• SET TASK:
Reproduce every entry that follows word for word, but omit the images.

(Records)
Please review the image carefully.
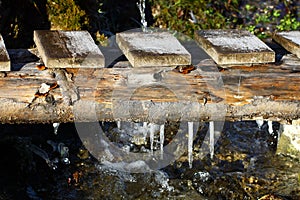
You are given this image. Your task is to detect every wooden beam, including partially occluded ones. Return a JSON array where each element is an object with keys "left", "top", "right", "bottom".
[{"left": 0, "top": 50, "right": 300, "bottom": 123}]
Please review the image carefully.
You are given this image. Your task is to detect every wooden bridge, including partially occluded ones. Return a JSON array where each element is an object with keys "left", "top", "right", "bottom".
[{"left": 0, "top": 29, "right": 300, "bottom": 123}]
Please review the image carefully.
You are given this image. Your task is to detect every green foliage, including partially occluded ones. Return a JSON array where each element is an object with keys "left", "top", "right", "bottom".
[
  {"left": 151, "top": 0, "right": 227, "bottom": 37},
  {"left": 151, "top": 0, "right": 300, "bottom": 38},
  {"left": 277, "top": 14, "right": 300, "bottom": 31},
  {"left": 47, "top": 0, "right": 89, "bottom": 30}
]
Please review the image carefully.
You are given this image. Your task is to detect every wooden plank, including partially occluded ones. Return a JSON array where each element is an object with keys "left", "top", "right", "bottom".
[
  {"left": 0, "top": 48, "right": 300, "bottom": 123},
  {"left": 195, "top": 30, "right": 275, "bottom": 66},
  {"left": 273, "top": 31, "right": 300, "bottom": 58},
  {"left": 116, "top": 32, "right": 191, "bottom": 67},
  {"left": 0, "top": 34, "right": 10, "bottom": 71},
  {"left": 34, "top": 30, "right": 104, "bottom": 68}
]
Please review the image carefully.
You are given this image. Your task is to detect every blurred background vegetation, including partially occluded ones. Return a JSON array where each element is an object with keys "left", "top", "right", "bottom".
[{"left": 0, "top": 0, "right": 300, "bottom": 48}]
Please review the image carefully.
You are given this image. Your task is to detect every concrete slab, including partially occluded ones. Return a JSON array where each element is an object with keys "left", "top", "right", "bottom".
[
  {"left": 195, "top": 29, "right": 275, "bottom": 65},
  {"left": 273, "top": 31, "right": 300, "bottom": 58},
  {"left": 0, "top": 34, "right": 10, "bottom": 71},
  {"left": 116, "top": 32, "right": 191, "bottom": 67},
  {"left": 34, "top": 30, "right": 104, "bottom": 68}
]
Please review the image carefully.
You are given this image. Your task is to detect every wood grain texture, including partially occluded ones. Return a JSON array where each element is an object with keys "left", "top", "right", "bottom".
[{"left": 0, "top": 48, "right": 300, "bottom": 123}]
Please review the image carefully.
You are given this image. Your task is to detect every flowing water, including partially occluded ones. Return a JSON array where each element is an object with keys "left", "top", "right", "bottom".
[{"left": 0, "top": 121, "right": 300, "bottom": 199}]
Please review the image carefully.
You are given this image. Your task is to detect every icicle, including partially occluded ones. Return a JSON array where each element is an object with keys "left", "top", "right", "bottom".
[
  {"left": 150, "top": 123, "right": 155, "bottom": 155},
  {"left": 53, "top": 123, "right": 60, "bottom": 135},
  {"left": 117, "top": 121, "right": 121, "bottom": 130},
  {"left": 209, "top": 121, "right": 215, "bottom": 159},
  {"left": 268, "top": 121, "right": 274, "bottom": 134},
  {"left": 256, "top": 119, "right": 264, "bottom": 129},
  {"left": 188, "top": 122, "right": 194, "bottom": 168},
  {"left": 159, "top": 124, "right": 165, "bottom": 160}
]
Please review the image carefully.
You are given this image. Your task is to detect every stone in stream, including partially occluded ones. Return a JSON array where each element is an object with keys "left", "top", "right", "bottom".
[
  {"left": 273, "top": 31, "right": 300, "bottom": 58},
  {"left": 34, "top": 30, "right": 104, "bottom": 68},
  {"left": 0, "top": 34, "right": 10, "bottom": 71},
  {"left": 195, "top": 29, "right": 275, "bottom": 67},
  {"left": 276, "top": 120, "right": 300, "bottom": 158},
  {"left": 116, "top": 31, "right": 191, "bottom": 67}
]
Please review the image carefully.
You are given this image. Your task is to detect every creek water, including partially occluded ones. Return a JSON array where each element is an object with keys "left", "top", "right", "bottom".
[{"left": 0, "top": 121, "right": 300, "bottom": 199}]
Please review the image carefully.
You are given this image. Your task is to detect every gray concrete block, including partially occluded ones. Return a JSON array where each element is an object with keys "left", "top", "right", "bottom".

• WRITTEN RESPONSE:
Please review the image carefully.
You are given this image. Your task is to detect every wooden beam, including partially occluded ones. Return a JSON array where each element is an object with keys "left", "top", "right", "bottom".
[{"left": 0, "top": 50, "right": 300, "bottom": 123}]
Please review the image carefully.
You are given this image. Your task is to detect every wooden bridge, including partially occluded ones. Return a JSON array where each element is an object with keys "left", "top", "right", "bottom".
[{"left": 0, "top": 29, "right": 300, "bottom": 123}]
Please review the image carefully.
You are given this image. Your task is to detect every green foliage, including partially occluded ones. Return a JSON array where each element is an object with keys "left", "top", "right", "bottom".
[
  {"left": 151, "top": 0, "right": 227, "bottom": 37},
  {"left": 151, "top": 0, "right": 300, "bottom": 38},
  {"left": 277, "top": 14, "right": 300, "bottom": 31},
  {"left": 47, "top": 0, "right": 89, "bottom": 30}
]
Please review the image carefully.
You are given this image. Your task is to detect every wooden plank, including partially occluded ones. Return a JSON array where each element is an object with keys "left", "top", "right", "bottom".
[
  {"left": 0, "top": 48, "right": 300, "bottom": 123},
  {"left": 195, "top": 30, "right": 275, "bottom": 66},
  {"left": 273, "top": 31, "right": 300, "bottom": 58},
  {"left": 116, "top": 32, "right": 191, "bottom": 67},
  {"left": 0, "top": 34, "right": 10, "bottom": 71},
  {"left": 34, "top": 30, "right": 104, "bottom": 68}
]
Please review the image carefully.
You are given this image. Your task is to detect every blurred background vegetation, including partially occluded ones. Return a JSON array where each element is an object with keys "left", "top", "right", "bottom".
[{"left": 0, "top": 0, "right": 300, "bottom": 48}]
Please review the image carefully.
You are given this image. Your task is to detect every concrete slab, including partially occluded ones. Return a JSON array where each element is an object with keys "left", "top", "right", "bottom".
[
  {"left": 195, "top": 29, "right": 275, "bottom": 65},
  {"left": 273, "top": 31, "right": 300, "bottom": 58},
  {"left": 0, "top": 34, "right": 10, "bottom": 71},
  {"left": 116, "top": 32, "right": 191, "bottom": 67},
  {"left": 34, "top": 30, "right": 104, "bottom": 68}
]
Please review the image carefully.
You are given this image. Your task is to detect every wood grain texture, including partially occluded ones. Return a JSON array where each element is an object with keys "left", "top", "right", "bottom".
[{"left": 0, "top": 48, "right": 300, "bottom": 123}]
Please review the image carefully.
You are given this image. Your task is to detect every flowing water, including partially occluded ones. Return a JSON array where each element is an object with keys "left", "top", "right", "bottom".
[{"left": 0, "top": 121, "right": 300, "bottom": 199}]
Please review the image carefully.
You are given this image. Your task is to detect every icicle, including partially occluded ones. Return a JSON array where each element is an object with keys "left", "top", "right", "bottom".
[
  {"left": 150, "top": 123, "right": 155, "bottom": 155},
  {"left": 53, "top": 123, "right": 60, "bottom": 135},
  {"left": 117, "top": 121, "right": 121, "bottom": 130},
  {"left": 209, "top": 121, "right": 215, "bottom": 159},
  {"left": 268, "top": 121, "right": 274, "bottom": 134},
  {"left": 256, "top": 119, "right": 264, "bottom": 129},
  {"left": 188, "top": 122, "right": 194, "bottom": 168},
  {"left": 159, "top": 124, "right": 165, "bottom": 160}
]
Please review the image carefully.
You are given this image. Your task is to detect every stone in stream, including partially occluded ones. Return a JSON array where each element is an object with keys "left", "top", "right", "bottom".
[
  {"left": 273, "top": 31, "right": 300, "bottom": 58},
  {"left": 34, "top": 30, "right": 104, "bottom": 68},
  {"left": 0, "top": 34, "right": 10, "bottom": 71},
  {"left": 195, "top": 29, "right": 275, "bottom": 67},
  {"left": 276, "top": 120, "right": 300, "bottom": 158},
  {"left": 116, "top": 31, "right": 191, "bottom": 67}
]
Please review the image carefully.
You are given this image. Your task is to detect every creek water, including partially occluded ones. Return a JSON array where each element is an object with keys "left", "top", "right", "bottom".
[{"left": 0, "top": 121, "right": 300, "bottom": 199}]
Please review the image carefully.
You are given this image. Your task is to detect every gray concrete block, including partially occluded ones. Return a JSON array where each element is an object with keys "left", "top", "right", "bottom".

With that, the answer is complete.